■ PROBLEMS TO WORK ON ■
[1] Could you copy, word for word, everything in the espresso machine thread from "I visited BB" down to "work of art!"?
[2] What comes next in the espresso machine thread? Write the following part, starting after its final sentence.

■ DOCUMENT EXTRACT ■
────
I visited BB & played with the Rockets but eventually went for the Expobar DB. The only minor downside is it's not as pretty as the Rokets. However when it comes to build quality and consistency of shots it is every bit as good as the Rockets. I am absolutely delighted with it. The only machine I would trade it in for is the Izzo Alex Duetto, which has exquiste build quality/finish. Even the lay out inside the machine is a work of art!


----------



## emin-j

I came close to buying a Giotto but the Rocket machines have a painted mild steel chassis and having worked in the metal/motor industry most of my working life have seen many times that a mixture of water and steel eventually = Rust









Of course this would probably take many years to occur and with a bit of tlc would probably never happen but for peace of mind I had to go for a machine with a matching stainless steel chassis so went for a Quick Mill Vetrano HX machine and other than a few initial teething problems







it's been a great machine







the Rockets are beautiful machines though.
────
■ EXTRACTED DATA ■
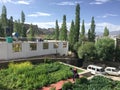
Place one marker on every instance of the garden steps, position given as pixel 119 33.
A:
pixel 58 85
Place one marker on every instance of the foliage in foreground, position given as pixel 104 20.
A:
pixel 25 76
pixel 96 83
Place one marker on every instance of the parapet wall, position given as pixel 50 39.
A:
pixel 18 50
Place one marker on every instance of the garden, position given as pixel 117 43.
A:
pixel 26 76
pixel 96 83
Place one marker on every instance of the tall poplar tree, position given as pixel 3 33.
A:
pixel 106 32
pixel 4 19
pixel 23 32
pixel 63 31
pixel 92 30
pixel 71 36
pixel 57 31
pixel 77 23
pixel 32 33
pixel 89 35
pixel 22 17
pixel 82 34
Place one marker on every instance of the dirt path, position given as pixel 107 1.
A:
pixel 57 85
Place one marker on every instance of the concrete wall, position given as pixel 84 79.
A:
pixel 7 52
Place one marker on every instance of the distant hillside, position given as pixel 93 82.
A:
pixel 111 33
pixel 40 31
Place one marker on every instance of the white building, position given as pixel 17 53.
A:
pixel 16 50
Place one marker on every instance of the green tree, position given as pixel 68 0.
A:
pixel 92 30
pixel 105 48
pixel 106 32
pixel 63 31
pixel 71 36
pixel 1 30
pixel 15 25
pixel 4 19
pixel 57 31
pixel 87 51
pixel 77 23
pixel 82 34
pixel 31 33
pixel 89 35
pixel 23 30
pixel 22 17
pixel 10 25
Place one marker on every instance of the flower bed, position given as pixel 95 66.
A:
pixel 25 76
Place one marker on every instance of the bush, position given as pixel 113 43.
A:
pixel 82 80
pixel 67 86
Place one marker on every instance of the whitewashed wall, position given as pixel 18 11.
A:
pixel 7 53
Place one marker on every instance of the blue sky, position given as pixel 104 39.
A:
pixel 44 13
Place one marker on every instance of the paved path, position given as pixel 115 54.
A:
pixel 59 84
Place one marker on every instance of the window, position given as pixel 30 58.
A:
pixel 56 45
pixel 93 68
pixel 17 47
pixel 33 46
pixel 45 45
pixel 108 69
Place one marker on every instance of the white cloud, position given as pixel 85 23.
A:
pixel 110 26
pixel 100 1
pixel 107 15
pixel 25 2
pixel 48 24
pixel 37 14
pixel 68 3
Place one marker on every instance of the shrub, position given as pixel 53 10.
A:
pixel 82 80
pixel 67 86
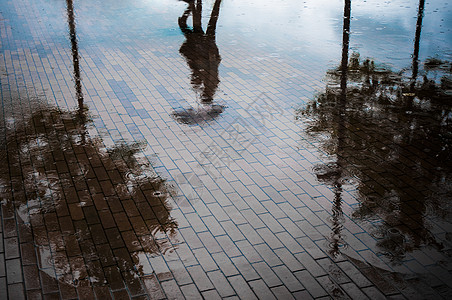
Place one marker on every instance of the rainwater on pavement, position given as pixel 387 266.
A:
pixel 165 149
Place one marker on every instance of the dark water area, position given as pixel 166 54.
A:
pixel 200 149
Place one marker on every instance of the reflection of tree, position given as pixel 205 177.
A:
pixel 75 55
pixel 393 133
pixel 112 208
pixel 201 53
pixel 400 150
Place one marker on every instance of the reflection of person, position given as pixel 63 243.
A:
pixel 200 49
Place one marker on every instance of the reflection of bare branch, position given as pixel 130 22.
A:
pixel 72 175
pixel 379 132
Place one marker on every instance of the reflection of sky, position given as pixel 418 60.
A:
pixel 383 30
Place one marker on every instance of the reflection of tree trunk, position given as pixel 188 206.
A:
pixel 75 56
pixel 212 26
pixel 417 39
pixel 345 44
pixel 337 217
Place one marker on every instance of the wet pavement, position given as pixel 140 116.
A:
pixel 218 149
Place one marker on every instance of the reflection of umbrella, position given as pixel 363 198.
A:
pixel 201 115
────
■ ANSWERS FOR THE EXERCISE ■
[1]
I visited BB & played with the Rockets but eventually went for the Expobar DB. The only minor downside is it's not as pretty as the Rokets. However when it comes to build quality and consistency of shots it is every bit as good as the Rockets. I am absolutely delighted with it. The only machine I would trade it in for is the Izzo Alex Duetto, which has exquiste build quality/finish. Even the lay out inside the machine is a work of art!

[2]
----------



## hotmetal

I've got an R58. It can run either plumbed or from the internal tank. It has a rotary pump and PID. With any dual boiler or hx descaling can be awkward so I run it on bottled water. You don't really want to be doing cooling flushes like you need to on an HX if your water comes in 2l bottles. Also the temperature stability is better on a dual boiler, but they do cost a fair bit more. I believe there are internal differences in terms of layout and material quality which account for the price difference between the Expobar Brewtus and the R58. Both are good: you pay your money & take your choice. Can the Brewtus rotary version run off a tank though? The Duetto is also a great piece of kit.

The R58 will fit on a 400mm counter, but the drip tray will stick out a couple of inches. The feet will be well on the counter though so no worries there.


----------



## twotone

jeebsy said:


> Rotary Brewtus FTW....spend the difference on a decent grinder


I've just bought one, amazing coffee machine and as silent as a silent thing from silentsville.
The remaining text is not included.